## The problem
Quote each line of the material verbatim, without the pictures.

## Available records

-- -- --

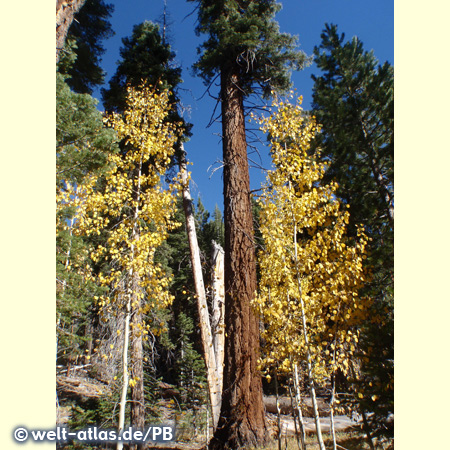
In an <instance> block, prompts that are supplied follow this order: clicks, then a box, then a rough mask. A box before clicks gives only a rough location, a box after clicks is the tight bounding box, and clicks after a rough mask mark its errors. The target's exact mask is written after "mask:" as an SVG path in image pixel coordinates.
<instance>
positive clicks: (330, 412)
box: [330, 375, 337, 450]
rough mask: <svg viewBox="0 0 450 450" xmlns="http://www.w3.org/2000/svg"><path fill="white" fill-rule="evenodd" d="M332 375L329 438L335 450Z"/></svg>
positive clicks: (333, 387) (333, 399) (333, 392)
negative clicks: (329, 427)
mask: <svg viewBox="0 0 450 450" xmlns="http://www.w3.org/2000/svg"><path fill="white" fill-rule="evenodd" d="M334 391H335V385H334V375H333V387H332V391H331V401H330V428H331V436H332V438H333V450H337V442H336V429H335V427H334V411H333V410H334Z"/></svg>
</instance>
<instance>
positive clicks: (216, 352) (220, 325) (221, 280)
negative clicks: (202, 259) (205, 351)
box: [212, 241, 225, 398]
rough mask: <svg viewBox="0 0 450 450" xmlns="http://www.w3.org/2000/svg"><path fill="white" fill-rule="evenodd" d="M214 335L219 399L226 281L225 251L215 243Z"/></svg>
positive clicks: (213, 257)
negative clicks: (218, 392)
mask: <svg viewBox="0 0 450 450" xmlns="http://www.w3.org/2000/svg"><path fill="white" fill-rule="evenodd" d="M212 260H213V280H212V334H213V345H214V353H215V355H216V365H217V377H218V388H219V397H220V398H221V397H222V385H223V361H224V357H225V285H224V283H225V280H224V251H223V249H222V247H221V246H220V245H219V244H217V243H216V242H214V241H213V256H212Z"/></svg>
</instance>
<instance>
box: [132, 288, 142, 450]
mask: <svg viewBox="0 0 450 450" xmlns="http://www.w3.org/2000/svg"><path fill="white" fill-rule="evenodd" d="M133 284H134V286H135V287H134V288H133V289H136V291H134V292H139V287H138V286H137V282H136V280H134V282H133ZM136 300H137V302H138V304H137V305H136V306H135V307H134V308H133V309H134V312H133V315H132V317H131V323H132V334H131V355H130V356H131V358H130V359H131V376H132V377H133V380H134V382H135V383H133V385H132V386H131V426H132V427H133V428H135V429H141V430H143V429H144V426H145V398H144V367H143V358H144V355H143V341H142V331H141V330H140V329H139V327H138V325H139V324H141V323H142V313H141V312H140V311H139V308H140V302H139V299H136ZM141 448H143V447H142V445H141V444H139V445H131V446H130V449H131V450H134V449H141Z"/></svg>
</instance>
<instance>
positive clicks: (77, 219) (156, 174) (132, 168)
mask: <svg viewBox="0 0 450 450" xmlns="http://www.w3.org/2000/svg"><path fill="white" fill-rule="evenodd" d="M127 105H128V106H127V108H126V110H125V112H124V113H123V114H122V115H119V114H113V115H111V116H109V117H107V118H106V119H105V122H106V123H107V124H108V125H109V126H111V127H113V128H114V129H115V130H116V131H117V134H118V138H119V140H120V141H122V142H123V143H124V146H123V148H122V149H121V152H119V154H114V155H111V156H110V157H109V167H110V169H109V171H108V172H107V173H106V174H104V175H101V176H100V175H96V176H91V177H90V178H89V179H88V180H87V181H86V182H85V183H84V185H83V186H79V187H78V191H77V195H76V196H74V197H73V198H72V199H71V201H72V204H73V205H74V206H75V207H76V211H77V215H76V219H77V229H76V231H77V233H78V234H83V235H88V236H89V235H92V236H95V235H98V236H102V239H101V242H102V243H101V244H97V245H96V246H95V247H94V248H93V249H92V251H91V258H92V260H93V261H94V262H96V263H102V262H107V267H108V269H107V270H105V271H101V272H100V273H98V274H97V276H96V279H95V281H96V282H97V283H98V284H100V285H103V286H107V287H109V289H110V295H109V296H105V297H102V298H101V299H99V305H100V307H101V308H102V311H103V313H104V314H105V315H107V314H110V313H111V314H114V311H117V310H119V309H121V308H123V307H124V306H125V304H126V303H127V302H128V301H129V300H130V299H131V306H132V308H134V309H136V310H137V309H139V311H140V312H141V313H144V314H145V313H147V312H148V311H149V309H150V308H151V305H153V309H156V308H165V307H167V306H168V305H169V304H170V303H171V302H172V300H173V298H172V296H171V295H170V294H169V292H168V285H169V282H170V279H169V278H168V277H167V276H166V274H165V273H164V270H163V269H162V268H161V267H160V266H159V265H158V264H156V263H155V261H154V256H155V252H156V249H157V248H158V247H159V246H160V245H161V244H162V243H163V242H164V240H165V239H166V238H167V235H168V232H169V231H170V230H172V229H174V228H176V227H177V226H179V224H178V223H177V222H176V221H175V220H174V219H173V216H174V213H175V206H176V196H177V192H178V187H177V185H176V182H175V183H174V184H173V185H170V186H168V187H166V188H164V187H163V181H162V177H163V175H164V174H165V172H166V170H167V167H168V164H169V163H170V161H171V158H172V156H173V154H174V146H175V143H176V140H177V136H178V130H177V127H176V126H175V125H174V124H172V123H169V122H168V121H167V120H166V118H167V115H168V113H169V111H170V108H171V107H170V104H169V100H168V92H166V91H163V92H156V91H155V90H153V89H152V88H151V87H150V86H147V85H142V86H140V87H139V88H132V87H129V88H128V95H127ZM144 301H146V303H145V305H144V306H142V305H143V302H144ZM144 334H145V333H144Z"/></svg>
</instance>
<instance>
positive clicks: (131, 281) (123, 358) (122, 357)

-- -- --

## Solution to this exercise
In an <instance> block, prompts that are supplied follow this order: clicks, then a box, then a rough mask. A box before clicks gives only a rough location, a box after clicks is the tight bounding box, and clicks after a rough mask mark its errors. The target's exact mask is written after "mask:" as an SVG path in image pixel coordinates.
<instance>
positive clicks: (330, 412)
box: [330, 375, 337, 450]
rough mask: <svg viewBox="0 0 450 450" xmlns="http://www.w3.org/2000/svg"><path fill="white" fill-rule="evenodd" d="M332 375L329 438L335 450Z"/></svg>
positive clicks: (333, 387) (333, 399) (333, 392)
negative clicks: (329, 427)
mask: <svg viewBox="0 0 450 450" xmlns="http://www.w3.org/2000/svg"><path fill="white" fill-rule="evenodd" d="M334 391H335V385H334V375H333V387H332V391H331V401H330V428H331V436H332V438H333V450H337V442H336V429H335V427H334V411H333V410H334Z"/></svg>
</instance>
<instance>
positive clicks: (216, 352) (220, 325) (221, 280)
negative clicks: (202, 259) (205, 351)
box: [212, 241, 225, 398]
rough mask: <svg viewBox="0 0 450 450" xmlns="http://www.w3.org/2000/svg"><path fill="white" fill-rule="evenodd" d="M214 335L219 399L226 281L225 251L215 243Z"/></svg>
positive clicks: (213, 257)
negative clicks: (218, 392)
mask: <svg viewBox="0 0 450 450" xmlns="http://www.w3.org/2000/svg"><path fill="white" fill-rule="evenodd" d="M212 260H213V280H212V334H213V345H214V353H215V355H216V365H217V377H218V388H219V397H220V398H221V397H222V385H223V361H224V357H225V285H224V283H225V280H224V251H223V249H222V247H221V246H220V245H219V244H217V243H216V242H214V241H213V256H212Z"/></svg>
</instance>
<instance>
box: [132, 288, 142, 450]
mask: <svg viewBox="0 0 450 450" xmlns="http://www.w3.org/2000/svg"><path fill="white" fill-rule="evenodd" d="M133 284H134V286H135V287H134V288H133V289H136V291H134V292H139V287H138V286H137V282H136V280H134V282H133ZM136 300H137V302H138V304H137V305H136V306H135V307H134V308H133V309H134V312H133V315H132V317H131V323H132V334H131V355H130V356H131V358H130V359H131V376H132V377H133V380H134V382H135V383H133V385H132V386H131V426H132V427H133V428H135V429H141V430H143V429H144V426H145V398H144V367H143V358H144V355H143V341H142V331H141V330H140V329H139V327H138V325H139V324H141V323H142V313H141V312H140V311H139V308H140V302H139V299H136ZM141 448H143V447H142V445H141V444H139V445H131V446H130V449H131V450H134V449H141Z"/></svg>
</instance>
<instance>
positive clicks: (77, 219) (156, 174) (132, 168)
mask: <svg viewBox="0 0 450 450" xmlns="http://www.w3.org/2000/svg"><path fill="white" fill-rule="evenodd" d="M127 105H128V106H127V108H126V110H125V112H124V113H123V114H122V115H119V114H113V115H111V116H109V117H107V118H106V119H105V122H106V123H107V124H108V125H109V126H111V127H113V128H114V129H115V130H116V131H117V134H118V138H119V140H120V141H122V142H123V143H124V146H123V148H122V149H121V152H119V154H114V155H111V156H110V157H109V167H110V169H109V171H108V172H107V173H106V174H104V175H101V176H100V175H96V176H91V177H90V178H89V179H88V180H87V181H86V182H85V183H84V185H83V186H79V187H78V191H77V195H76V196H74V197H73V198H72V199H71V201H72V204H73V205H74V206H75V207H76V211H77V215H76V219H77V229H76V231H77V233H78V234H83V235H88V236H89V235H92V236H95V235H98V236H102V239H101V242H102V243H101V244H97V245H96V246H95V247H94V248H93V249H92V251H91V258H92V260H93V261H94V262H96V263H102V262H107V267H108V269H107V270H105V271H101V272H100V273H98V274H97V276H96V279H95V281H96V282H97V283H98V284H100V285H103V286H107V287H109V289H110V295H109V296H105V297H102V298H101V299H99V305H100V307H101V308H102V311H103V313H104V314H105V315H107V314H110V313H111V314H114V311H117V310H119V309H121V308H123V307H124V306H125V304H126V303H127V302H128V301H129V300H130V299H131V306H132V308H134V309H136V310H137V309H139V311H140V312H141V313H144V314H145V313H147V312H148V311H149V309H150V308H151V305H153V309H156V308H165V307H167V306H168V305H169V304H170V303H171V302H172V300H173V298H172V296H171V295H170V294H169V292H168V285H169V282H170V279H169V278H168V277H167V276H166V274H165V273H164V270H163V269H162V268H161V267H160V266H159V265H158V264H156V263H155V261H154V256H155V252H156V249H157V248H158V247H159V246H160V245H161V244H162V243H163V242H164V240H165V239H166V238H167V235H168V232H169V231H170V230H172V229H174V228H176V227H177V226H179V224H178V223H177V222H176V221H175V220H174V219H173V216H174V213H175V206H176V196H177V192H178V187H177V185H176V182H175V183H174V184H173V185H170V186H168V187H166V188H164V187H163V181H162V177H163V175H164V174H165V172H166V170H167V167H168V164H169V163H170V161H171V158H172V156H173V154H174V146H175V143H176V140H177V136H178V130H177V127H176V126H175V125H174V124H172V123H169V122H168V121H167V120H166V118H167V115H168V113H169V111H170V108H171V107H170V104H169V100H168V92H166V91H163V92H156V91H155V90H153V89H152V88H151V87H150V86H147V85H142V86H140V87H139V88H132V87H129V88H128V95H127ZM144 301H146V303H145V305H144V306H142V305H143V302H144ZM144 334H145V333H144Z"/></svg>
</instance>
<instance>
positive clicks: (131, 281) (123, 358) (122, 357)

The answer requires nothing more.